- [WHAT TO WORK ON]:
- A) Answer these from the thermodynamics text:
(i) In the opening caption, what extracts the work?
(ii) What does the text give as another name for the disorder of a system?
(iii) Which prediction by Einstein is given as an example of applying the laws?
- B) List every topic in science and engineering that the thermodynamics text names as one thermodynamics can be applied to.

Typical thermodynamic system—heat moves from hot (boiler) to cold (condenser), (both not shown) and work is extracted, in this case by a series of pistons.

The starting point for most thermodynamic considerations are the laws of thermodynamics, which postulate that energy can be exchanged between physical systems as heat or work.[3] The first law of thermodynamics states a universal principle that processes or changes in the real world involve energy, and within a closed system the total amount of that energy does not change, only its form (such as from heat of combustion to mechanical work in an engine) may change. The second law gives a direction to that change by specifying that in any change in any closed system in the real world the degree of order of the system's matter and energy becomes less, or conversely stated, the amount of disorder (entropy) of the system increases.[4]

In thermodynamics, interactions between large ensembles of objects are studied and categorized. Central to this are the concepts of system and surroundings. A system comprises particles whose average motions define the system's properties, which are related to one another through equations of state defining the relations between state variables such as temperature, pressure, volume, and entropy. State variables can be combined to express internal energy and thermodynamic potentials, which are useful for determining conditions for equilibrium and spontaneous processes.[5]

With these tools, thermodynamics describes how systems respond to changes in their surroundings. This can be applied to a wide variety of topics in science and engineering, such as engines, phase transitions, chemical reactions, transport phenomena, and even black holes. The results of thermodynamics are essential for other fields of physics and for chemistry, chemical engineering, aerospace engineering, mechanical engineering, cell biology, biomedical engineering, and materials science to name a few.[6]

Thermodynamics, with its insights into the relations between heat, energy, and work as exemplified in mechanical systems, provides a foundation for trying to understand the behavior and properties of biological, social, and economic systems, which generally maintain an ordered pattern only by consuming a sustained flow of energy.

Contents

The laws of thermodynamics

In thermodynamics, there are four laws of very general validity, and as such they do not depend on the details of the interactions or the systems being studied. Hence, they can be applied to systems about which one knows nothing other than the balance of energy and matter transfer. Examples of this include Einstein's prediction of spontaneous emission around the turn of the twentieth century and current research into the thermodynamics of black holes.

The four laws are:

  • Zeroth law of thermodynamics, stating that thermodynamic equilibrium is an equivalence relation.
If two thermodynamic systems are separately in thermal equilibrium with a third, they are also in thermal equilibrium with each other.
The change in the internal energy of a closed thermodynamic system is equal to the sum of the amount of heat energy supplied to the system and the work done on the system.
  • Second law of thermodynamics, about entropy
The total entropy of any isolated thermodynamic system tends to increase over time, approaching a maximum value.

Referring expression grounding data

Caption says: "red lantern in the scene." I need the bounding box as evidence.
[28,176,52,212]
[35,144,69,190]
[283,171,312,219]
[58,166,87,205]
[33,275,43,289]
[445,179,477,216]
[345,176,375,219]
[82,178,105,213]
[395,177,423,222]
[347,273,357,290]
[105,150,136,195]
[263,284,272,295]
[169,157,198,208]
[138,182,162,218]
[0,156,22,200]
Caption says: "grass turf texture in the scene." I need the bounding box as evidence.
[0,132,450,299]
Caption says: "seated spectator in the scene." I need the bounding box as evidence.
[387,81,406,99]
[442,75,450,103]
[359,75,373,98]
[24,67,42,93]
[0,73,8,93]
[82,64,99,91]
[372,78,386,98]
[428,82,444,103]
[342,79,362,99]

- [ANSWERS TO THE TASKS]:
- A)
(i) A series of pistons
(ii) Entropy
(iii) Spontaneous emission

- B) Engines, phase transitions, chemical reactions, transport phenomena, black holes